■ Stated goal
Edit the records starting at the line containing "indicate the metal" and ending at the last line of the records, swapping "window" for "door" and keeping everything else the same. Give back only those lines.

■ Pointing records
--- --- ---

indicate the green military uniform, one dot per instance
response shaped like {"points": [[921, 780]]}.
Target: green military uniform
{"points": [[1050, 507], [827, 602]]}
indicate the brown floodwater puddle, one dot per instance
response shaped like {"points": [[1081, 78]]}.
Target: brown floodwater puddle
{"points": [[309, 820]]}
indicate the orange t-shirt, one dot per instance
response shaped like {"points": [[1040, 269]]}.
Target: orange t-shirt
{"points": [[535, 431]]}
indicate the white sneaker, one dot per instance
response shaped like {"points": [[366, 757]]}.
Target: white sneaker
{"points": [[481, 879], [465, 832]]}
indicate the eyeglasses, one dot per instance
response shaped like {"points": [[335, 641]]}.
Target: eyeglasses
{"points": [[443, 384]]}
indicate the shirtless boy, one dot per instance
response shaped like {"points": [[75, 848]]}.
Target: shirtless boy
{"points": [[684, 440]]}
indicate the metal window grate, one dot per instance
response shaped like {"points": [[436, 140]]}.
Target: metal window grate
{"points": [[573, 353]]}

--- --- ---

■ Exercise result
indicate the metal door grate, one dot per instance
response shaped like {"points": [[436, 140]]}.
Target: metal door grate
{"points": [[573, 353]]}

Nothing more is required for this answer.